- **Exercise task**: From the 7-Zip benchmark text, return the passage between "Because much of" and "switch off dies.", inclusive, word for word.
--- START Text block ---
The GUI version runs two tests, for compression and decompression. The overall score looks like a simple average of the two results.

What 7-Zip tests

You can read more about the test on the 7-cpu.com web site, but we've highlighted some of the key information about the tests here. Regarding the Compression test, the website discusses the factors that influence the test results, saying it "strongly depends from memory (RAM) latency, Data Cache size/speed and TLB. Out-of-Order execution feature of CPU is also important for that test." The site goes on: "The compression test has big number of random accesses to RAM and Data Cache. So big part of execution time the CPU waits the data from Data Cache or from RAM."

About the Decompression test, the website says it "strongly depends on CPU integer operations. The most important things for that test are: branch misprediction penalty (the length of pipeline) and the latencies of 32-bit instructions ('multiply', 'shift', 'add' and other). The decompression test has very high number of unpredictable branches."

How we retested Threadripper vs. Core i9

For our retest, we decided to lock both the Threadripper 2990WX and the Core i9-7980XE at 3GHz to remove any variables from each CPU's boost schemes. This was done to make the comparison more dependent on the test rather than the clock speed differences between the two. We also set both to DDR4/3,200 clocks, and both were run in quad-channel mode except where noted. To be up-front: The Threadripper system had a slight edge in CAS latency at CL14 and 1T, while the Core i9 was running at CL15 and 2T. As in our original review, both were running Founders Edition GTX 1080 cards using the same drivers and the same version of Windows 10 Enterprise Edition.

Because much of the concern over Threadripper is its per-core memory bandwidth performance, we decided to run from 1 thread to the maximum number of threads on each CPU. We also decided to see whether performance of the Threadripper would change if you turned off dies, so we ran it with a single die (8 cores/16 threads) and two dies (16 cores/32 threads), and all four (32 cores/64 threads).

In the integer-focused decompression component of 7-Zip, the performance was quite nice. Although we don't see perfect scaling, there's little difference in 7-Zip decompression performance as you switch off dies.

All of the tests were also completed using the GUI version of 7-Zip 18.05 with the default dictionary size of 32MB (although we did decide to recompile our own version, too.)
--- END Text block ---
--- START Data provided ---
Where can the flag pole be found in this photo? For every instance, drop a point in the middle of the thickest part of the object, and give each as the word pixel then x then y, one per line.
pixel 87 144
--- END Data provided ---
- **Answer to this problem**:
Because much of the concern over Threadripper is its per-core memory bandwidth performance, we decided to run from 1 thread to the maximum number of threads on each CPU. We also decided to see whether performance of the Threadripper would change if you turned off dies, so we ran it with a single die (8 cores/16 threads) and two dies (16 cores/32 threads), and all four (32 cores/64 threads).

In the integer-focused decompression component of 7-Zip, the performance was quite nice. Although we don't see perfect scaling, there's little difference in 7-Zip decompression performance as you switch off dies.